= Problem description =
Render every line of the entries below as a numbered list, dropping any blank lines.
[Begin Dataset records]
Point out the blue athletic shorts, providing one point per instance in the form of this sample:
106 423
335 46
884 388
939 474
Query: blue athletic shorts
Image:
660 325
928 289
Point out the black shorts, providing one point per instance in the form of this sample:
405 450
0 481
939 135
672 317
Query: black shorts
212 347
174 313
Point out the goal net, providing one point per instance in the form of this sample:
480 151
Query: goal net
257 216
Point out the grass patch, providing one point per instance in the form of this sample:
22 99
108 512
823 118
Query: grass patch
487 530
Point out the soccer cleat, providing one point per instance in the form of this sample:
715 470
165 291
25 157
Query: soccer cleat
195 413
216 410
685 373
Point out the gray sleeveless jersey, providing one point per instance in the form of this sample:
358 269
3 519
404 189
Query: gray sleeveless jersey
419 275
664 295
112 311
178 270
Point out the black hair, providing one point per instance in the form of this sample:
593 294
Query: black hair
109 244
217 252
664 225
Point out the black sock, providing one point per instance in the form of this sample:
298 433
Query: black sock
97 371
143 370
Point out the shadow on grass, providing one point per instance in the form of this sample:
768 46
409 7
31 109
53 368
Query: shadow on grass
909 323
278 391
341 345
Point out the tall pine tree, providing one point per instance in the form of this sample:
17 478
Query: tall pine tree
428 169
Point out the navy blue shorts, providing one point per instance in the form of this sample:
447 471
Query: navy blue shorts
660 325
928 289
[End Dataset records]
= Expected answer =
1. Point out the blue athletic shorts, providing one point per instance in the form of this sample:
2. 106 423
3. 335 46
4. 884 388
5. 939 474
6. Query: blue athletic shorts
7. Image:
8. 660 325
9. 928 289
10. Point out the black shorts, providing one point per instance in the form of this sample:
11. 405 450
12. 0 481
13. 939 135
14. 672 317
15. Query: black shorts
16. 212 347
17. 174 313
18. Point out the goal net, providing one point per instance in the form of this sample:
19. 480 151
20. Query: goal net
21. 257 216
22. Point out the grass patch, providing one point per instance in the form of this sample:
23. 22 99
24. 108 512
25. 823 118
26. Query: grass patch
27. 487 530
28. Point out the soccer cleat, providing one point per instance in the form of this sample:
29. 715 470
30. 165 291
31. 25 157
32. Query: soccer cleat
33. 195 413
34. 216 410
35. 685 373
36. Point out the gray sleeveless jersey, providing one point per instance in the form of this sample:
37. 358 269
38. 3 519
39. 404 189
40. Query: gray sleeveless jersey
41. 419 275
42. 664 295
43. 112 311
44. 178 270
45. Point out the black hair, providing one point per instance in the form of this sample:
46. 593 294
47. Query: black hair
48. 109 244
49. 217 252
50. 664 225
51. Point out the black sock, providing one point per instance in the form of this sample:
52. 298 433
53. Query: black sock
54. 97 371
55. 143 370
56. Point out the shadow on grass, providing one point per instance in the form of this sample:
57. 768 46
58. 409 7
59. 31 109
60. 53 368
61. Query: shadow on grass
62. 909 323
63. 278 391
64. 341 345
65. Point out the tall pine tree, providing one point per instance in the form of this sample:
66. 17 478
67. Query: tall pine tree
68. 428 169
69. Point out the navy blue shorts, providing one point per instance in the form of this sample:
70. 447 471
71. Query: navy blue shorts
72. 660 325
73. 928 289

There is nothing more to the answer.